Entries in the dataset
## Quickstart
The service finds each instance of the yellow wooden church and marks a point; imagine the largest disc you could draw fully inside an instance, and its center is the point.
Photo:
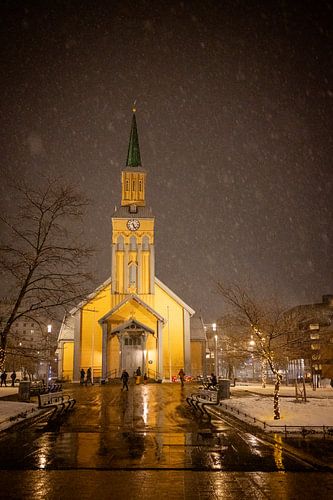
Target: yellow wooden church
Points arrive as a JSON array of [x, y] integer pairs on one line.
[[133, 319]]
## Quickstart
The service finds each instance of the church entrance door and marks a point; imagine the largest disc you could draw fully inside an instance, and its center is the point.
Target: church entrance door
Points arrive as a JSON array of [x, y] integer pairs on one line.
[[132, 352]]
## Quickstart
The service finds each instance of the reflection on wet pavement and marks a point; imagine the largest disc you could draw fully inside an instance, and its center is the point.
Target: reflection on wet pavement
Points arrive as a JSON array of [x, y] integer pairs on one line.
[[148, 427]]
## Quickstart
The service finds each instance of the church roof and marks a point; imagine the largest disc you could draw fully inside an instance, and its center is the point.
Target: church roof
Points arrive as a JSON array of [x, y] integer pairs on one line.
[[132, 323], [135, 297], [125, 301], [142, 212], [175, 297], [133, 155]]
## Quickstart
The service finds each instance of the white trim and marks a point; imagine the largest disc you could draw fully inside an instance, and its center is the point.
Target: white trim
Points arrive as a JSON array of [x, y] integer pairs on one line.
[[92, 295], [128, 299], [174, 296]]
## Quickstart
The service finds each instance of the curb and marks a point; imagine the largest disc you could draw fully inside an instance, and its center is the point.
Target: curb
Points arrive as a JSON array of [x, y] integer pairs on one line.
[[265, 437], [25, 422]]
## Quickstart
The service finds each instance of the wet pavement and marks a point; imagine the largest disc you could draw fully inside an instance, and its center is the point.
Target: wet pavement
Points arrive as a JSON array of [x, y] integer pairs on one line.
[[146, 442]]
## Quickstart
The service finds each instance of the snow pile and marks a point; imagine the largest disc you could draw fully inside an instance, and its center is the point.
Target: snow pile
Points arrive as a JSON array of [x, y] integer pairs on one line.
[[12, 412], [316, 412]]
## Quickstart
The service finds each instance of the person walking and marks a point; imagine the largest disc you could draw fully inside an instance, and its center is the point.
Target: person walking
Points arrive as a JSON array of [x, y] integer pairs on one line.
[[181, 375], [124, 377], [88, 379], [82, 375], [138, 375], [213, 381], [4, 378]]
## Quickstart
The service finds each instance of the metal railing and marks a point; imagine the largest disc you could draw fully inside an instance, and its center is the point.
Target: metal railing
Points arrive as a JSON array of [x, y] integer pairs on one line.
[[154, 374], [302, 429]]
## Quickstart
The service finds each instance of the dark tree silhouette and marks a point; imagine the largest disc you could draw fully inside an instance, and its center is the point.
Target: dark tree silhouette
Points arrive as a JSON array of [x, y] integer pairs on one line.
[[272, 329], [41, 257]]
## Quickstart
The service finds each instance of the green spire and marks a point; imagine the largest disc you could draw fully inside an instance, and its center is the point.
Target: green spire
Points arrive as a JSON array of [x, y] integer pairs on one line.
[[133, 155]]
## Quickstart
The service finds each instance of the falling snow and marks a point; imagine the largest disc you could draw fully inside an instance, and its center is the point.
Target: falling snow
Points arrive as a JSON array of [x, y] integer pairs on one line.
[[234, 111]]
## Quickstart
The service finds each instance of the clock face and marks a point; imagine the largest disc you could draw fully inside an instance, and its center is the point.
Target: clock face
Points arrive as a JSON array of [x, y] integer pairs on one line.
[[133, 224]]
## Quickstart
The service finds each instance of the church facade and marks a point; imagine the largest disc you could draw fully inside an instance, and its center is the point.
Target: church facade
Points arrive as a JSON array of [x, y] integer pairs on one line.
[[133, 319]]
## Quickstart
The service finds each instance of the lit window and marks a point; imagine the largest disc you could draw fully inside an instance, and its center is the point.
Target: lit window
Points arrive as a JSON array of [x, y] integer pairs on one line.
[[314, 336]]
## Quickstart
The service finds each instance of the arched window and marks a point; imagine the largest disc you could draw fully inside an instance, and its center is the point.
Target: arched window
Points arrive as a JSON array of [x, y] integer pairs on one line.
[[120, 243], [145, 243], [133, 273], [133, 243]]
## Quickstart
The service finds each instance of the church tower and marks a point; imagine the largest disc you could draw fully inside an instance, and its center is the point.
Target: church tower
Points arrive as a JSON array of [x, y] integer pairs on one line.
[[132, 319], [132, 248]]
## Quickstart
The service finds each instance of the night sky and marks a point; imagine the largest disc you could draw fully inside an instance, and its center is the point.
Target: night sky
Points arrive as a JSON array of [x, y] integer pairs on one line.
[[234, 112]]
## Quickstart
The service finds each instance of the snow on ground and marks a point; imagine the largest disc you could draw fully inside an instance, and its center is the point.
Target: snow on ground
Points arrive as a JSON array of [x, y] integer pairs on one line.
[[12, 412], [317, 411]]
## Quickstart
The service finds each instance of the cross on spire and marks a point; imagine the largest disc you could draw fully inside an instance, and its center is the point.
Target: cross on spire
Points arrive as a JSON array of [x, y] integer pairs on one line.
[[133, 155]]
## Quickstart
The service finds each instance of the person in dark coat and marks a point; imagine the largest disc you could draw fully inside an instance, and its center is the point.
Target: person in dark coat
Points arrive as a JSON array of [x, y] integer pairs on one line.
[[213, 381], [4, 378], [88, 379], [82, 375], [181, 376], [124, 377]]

▸ **Written instruction**
Reproduce every row above verbatim, leaving out the pictures.

▸ **The solution**
## Quickstart
The service finds each instance of the yellow wooden church and marks a point; imagine the largest disc you could draw fully inside an instance, and its center is the point.
Photo:
Target: yellow wooden church
Points arrive as a JSON array of [x, y] integer pairs on one line.
[[133, 319]]
## Quickstart
The service finds each instance of the church entrance door and marks a point; imagine the largest disc you could draw fully inside an instance, and its center is the point.
Target: church entrance door
Points arrive as a JSON array of [x, y] integer pairs on one line.
[[132, 352]]
## Quickstart
The service finds each instance of the reflection on wet pavement and marks a point; imagine the largest disc you could draw fully inside an instance, and its center is the point.
Target: reflection on wet pavement
Points arrive as a JSON array of [x, y] integer pairs on one line.
[[148, 427]]
## Quickstart
The service finds each instance of the church roof and marks a point; imagine the largest disc you could draw fully inside an instance, and its center is the point.
Target: church roof
Points arrive as a JSON array of [x, y] integer pairs on one line.
[[132, 323], [135, 297], [125, 301], [142, 212], [175, 297], [133, 155]]
## Quickstart
The service finds each instance of the white trim and marks a point; imagine the largest disc you could draw fully inside an instance, and its center is the point.
Target: white trim
Points arrive as a JSON array of [x, y] integer pairs on one line.
[[92, 295], [128, 299], [174, 296]]
## Quickstart
The service finds each instance of the curb and marks a point; imagine the largest disc you could draw fully inside an instance, and its center is the point.
Target: curb
Points arrive as a JSON array of [x, y] integer pairs on one line.
[[265, 437], [25, 422]]
## Quickstart
The service finds each instance of the wet pavement and marks a point; imagine the largest disc you could draw fully inside an instance, and its center is the point.
Target: wet pavement
Points arrive as a JSON array of [x, y] integer pairs on one line.
[[146, 442]]
## Quickstart
The service finds each instance of the snow pile and marks a point; imagine the largest disc you could draw fully inside an instance, and its center is the point.
Target: snow pile
Points arrive as a JSON array of [x, y] integer pairs on one line.
[[12, 412], [316, 412]]
## Quickstart
The service finds each instance of the person walking and marks a point; imagine the largest disc you could draw fully inside an instance, and its center is the point.
Target: person walking
Points arrive as a JSON array of [x, y] integer pairs on one line.
[[181, 375], [124, 377], [88, 379], [82, 375], [138, 375], [213, 381], [4, 378]]
## Quickstart
The service finds each instance of the metal railing and marks a point; imagine the largest disc you could draw fully inside an instance, and its center is the point.
Target: metal railing
Points arrive as a JSON array of [x, y] integer pairs on one line.
[[154, 374], [302, 429]]
## Quickstart
The service finds each instance of the dark tree silhouette and marks a point; imagine the largest disc you could draw fully inside an instance, and its center is the point.
Target: dark tree silhouette
Points arrive as a JSON array of [x, y] integer pairs on one line.
[[272, 329], [41, 257]]
## Quickstart
The service finds each instance of the green spire and marks a point; imagine the largest disc you could draw fully inside an instance, and its center is the point.
Target: green spire
Points arrive as a JSON array of [x, y] integer pairs on one line.
[[133, 155]]
## Quickstart
The service finds each instance of the falling snow and marks a point; imagine the largest disc you could draw fully inside an instance, and its center is the point.
Target: falling snow
Points arrive as a JSON array of [x, y] integer pairs on one line.
[[234, 111]]
## Quickstart
The service finds each instance of the clock face and marks a point; imagine the largest disc you could draw fully inside an instance, and its center is the point.
Target: clock face
Points arrive as a JSON array of [x, y] integer pairs on one line.
[[133, 224]]
## Quickstart
The service finds each instance of the church facade and marks a point; imagine the largest disc you could draw fully inside an instance, and its center is the point.
Target: church facade
Points arrive as a JSON array of [x, y] integer pairs on one line.
[[133, 319]]
## Quickstart
The service finds each instance of the lit window and marks a point; imagine the largest disc you could draw fully inside an instance, and its center is the point.
Target: lit window
Points arrive as a JSON array of [x, y] integer pairs on one line.
[[314, 336]]
## Quickstart
The service finds each instance of the arched window and marks a point; imagine the largest disc you could draw fully inside an instance, and its center is the point.
Target: arched window
Points arrive as a JSON array of [x, y] integer pairs on one line.
[[120, 243], [145, 243], [133, 273], [133, 243]]
## Quickstart
The service finds each instance of the church tower and marks a point; imagine the largest disc you could draw fully inside an instance, and its center is the point.
Target: church tower
Points arrive as a JSON array of [x, y] integer pairs on one line.
[[132, 319], [132, 248]]
## Quickstart
The service finds each instance of the night sky and marks a point; imagine the largest disc you could draw fully inside an instance, and its center is the point.
Target: night sky
Points arrive as a JSON array of [x, y] integer pairs on one line.
[[234, 112]]
## Quickstart
The service finds each instance of the snow on ground and marks a point; imagine the largest disc you could draw fully inside an instance, and its center is the point.
Target: snow on ground
Points arrive as a JSON array of [x, y] integer pairs on one line.
[[12, 412], [317, 411]]
## Quickstart
The service finds each instance of the cross on spire and marks a point; imagine the largest disc you could draw fully inside an instance, and its center is the point.
Target: cross on spire
Points arrive as a JSON array of [x, y] integer pairs on one line.
[[133, 155]]
## Quickstart
The service finds each instance of the person in dark coat and marks a point; imagine the largest disc you could draw fully inside an instance, and its center is the point.
Target: person in dark coat
Points arrive as a JSON array of [x, y] integer pairs on one line.
[[213, 381], [4, 378], [88, 379], [82, 375], [181, 376], [124, 377]]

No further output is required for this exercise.